++++ Extrait cité
J'aime
bien la définition du mot jeu que propose le dictionnaire Robert : activité physique ou mentale dont le but
essentiel est le plaisir qu'elle procure.
Je regardais la mine
réjouie des participantes et participants aux 56e Jeux du Québec de
Rivière-du-Loup lors des cérémonies de clôture et ce précieux quelque chose
dans l'éclat de leurs yeux avait de quoi me faire oublier un peu la morosité du
monde des adultes.
Je me suis rappelé
la 6e édition des Jeux du Québec. Ceux de Sherbrooke en 1977.
J'avais 16 ans et je n'avais rien d'un athlète. Mais j'ai été un pas pire
bénévole! Ça se passait au pays de Ktiné, la mascotte raton laveur. Ktiné est
l'abréviation de l'appellation autochtone de la rencontre des Grandes-Fourches.
C'était au lendemain
des Jeux olympiques d'été de Montréal...
Au lendemain, donc,
d'une sombre saga politico-économique pavée de tellement d'énormités! Dépassements
de coûts inexpliqués, érection d'un stade qui n'aura pas été complété à temps,
boycottage des Jeux par les athlètes de vingt-deux pays d'Afrique qui souhaitaient le
bannissement des athlètes de Nouvelle-Zélande parce qu'ils entretenaient des
liens avec l'Afrique du Sud, pays de l'apartheid, et quoi encore?
Je sais, je sais, il
y a des enjeux derrière tout ça. Et je simplifie trop la situation
sociopolitique... Je sais. Il y aura toujours une explication logique qui
explique ceci et justifie cela.
Ma question
demeure : mais qu'est-ce qu'on a échappé en chemin?
Renommons les
choses?
Des fois, je me
dis : ayons au moins la décence d'arrêter d'appeler ça des Jeux olympiques.
Parlons plutôt des Batailles diplomatico-olympiques.
Déjà, à la tête de
la pyramide organisationnelle, le slogan de Pierre de Coubertin ne résonne et ne
raisonne plus. L'important, c'est de participer, disait-il...
L'important
est surtout de démontrer que mon pays est plus fort que le tien. Que mon
drapeau est plus enveloppant que le tien. Les drapeaux, dans ce contexte, ne
sont plus des repères humains pour regrouper les athlètes d'une nation. Ils
sont des symboles de puissance, des leviers pour vanter un système politique
par rapport à un autre et quoi encore?
Les
drapeaux prennent une importance tellement dénaturée que les pires tricheries
sont justifiées, aux yeux des dirigeants. Le tout emballé dans le reluisant
papier de communications efficaces.
Déployé
avec autant d'ampleur, le drapeau ne fait que de l'ombre, au final.
Ce précieux quelque
chose
Voilà
que le précieux quelque chose dont je parlais me revient en tête. Ce précieux
quelque chose dans l'œil des participants aux Jeux du Québec de
Rivière-du-Loup.
Ce
précieux quelque chose que je ne peux nommer, mais qui sème un espoir, un éclat
de lumière.
++++++++
Consigne:
Répondez à ces questions d'après l'extrait sur les Jeux :
(a) Quelle édition des Jeux du Québec a eu lieu à Sherbrooke, et en quelle année ?
(b) Quel animal représente la mascotte Ktiné ?
(c) Combien de pays d'Afrique ont boycotté les Jeux olympiques de Montréal ?
Ces données n'ont aucun lien avec l'extrait.
++++ Données fournies
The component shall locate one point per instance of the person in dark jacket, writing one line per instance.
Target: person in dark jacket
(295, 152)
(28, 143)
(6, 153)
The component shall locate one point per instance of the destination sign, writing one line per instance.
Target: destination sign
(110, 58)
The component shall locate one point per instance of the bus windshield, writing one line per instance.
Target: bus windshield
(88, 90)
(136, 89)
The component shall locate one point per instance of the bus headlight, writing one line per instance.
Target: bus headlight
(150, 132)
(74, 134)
++++++++
++++ Données fournies
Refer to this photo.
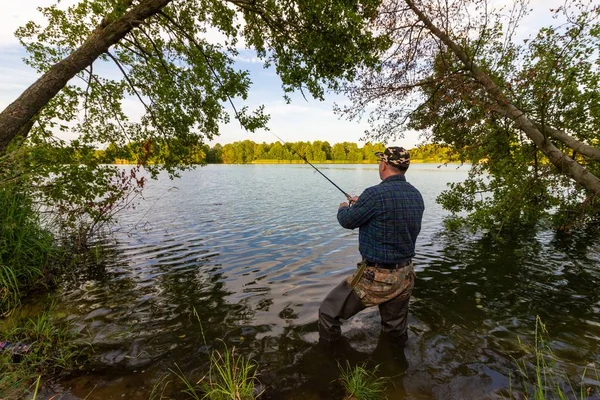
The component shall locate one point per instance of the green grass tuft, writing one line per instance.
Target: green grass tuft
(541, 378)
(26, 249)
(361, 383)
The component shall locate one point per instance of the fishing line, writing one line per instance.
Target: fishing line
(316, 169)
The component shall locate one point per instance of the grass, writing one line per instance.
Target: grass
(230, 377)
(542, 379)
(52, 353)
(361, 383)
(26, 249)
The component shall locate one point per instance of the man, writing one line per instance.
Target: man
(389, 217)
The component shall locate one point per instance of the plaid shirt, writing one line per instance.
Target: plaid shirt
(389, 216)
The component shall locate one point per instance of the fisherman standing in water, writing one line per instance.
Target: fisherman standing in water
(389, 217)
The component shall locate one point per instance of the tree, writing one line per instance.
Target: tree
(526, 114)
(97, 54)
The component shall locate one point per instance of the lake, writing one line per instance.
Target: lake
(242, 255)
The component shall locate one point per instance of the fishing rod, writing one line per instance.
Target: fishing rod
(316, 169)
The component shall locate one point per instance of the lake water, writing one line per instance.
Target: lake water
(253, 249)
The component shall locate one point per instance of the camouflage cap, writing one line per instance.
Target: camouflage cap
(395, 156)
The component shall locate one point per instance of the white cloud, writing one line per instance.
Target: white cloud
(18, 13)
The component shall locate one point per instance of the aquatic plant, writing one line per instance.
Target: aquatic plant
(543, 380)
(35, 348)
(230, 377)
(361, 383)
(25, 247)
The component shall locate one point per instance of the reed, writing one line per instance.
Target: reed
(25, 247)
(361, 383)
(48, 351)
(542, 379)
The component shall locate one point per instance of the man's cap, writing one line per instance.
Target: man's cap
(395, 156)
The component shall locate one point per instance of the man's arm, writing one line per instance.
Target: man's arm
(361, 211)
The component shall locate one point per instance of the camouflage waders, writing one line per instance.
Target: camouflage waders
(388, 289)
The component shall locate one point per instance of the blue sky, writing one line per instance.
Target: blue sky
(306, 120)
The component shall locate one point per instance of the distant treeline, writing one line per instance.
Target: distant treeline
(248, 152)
++++++++
Réponse:
(a) La 6e édition, en 1977.
(b) Un raton laveur.
(c) Vingt-deux pays.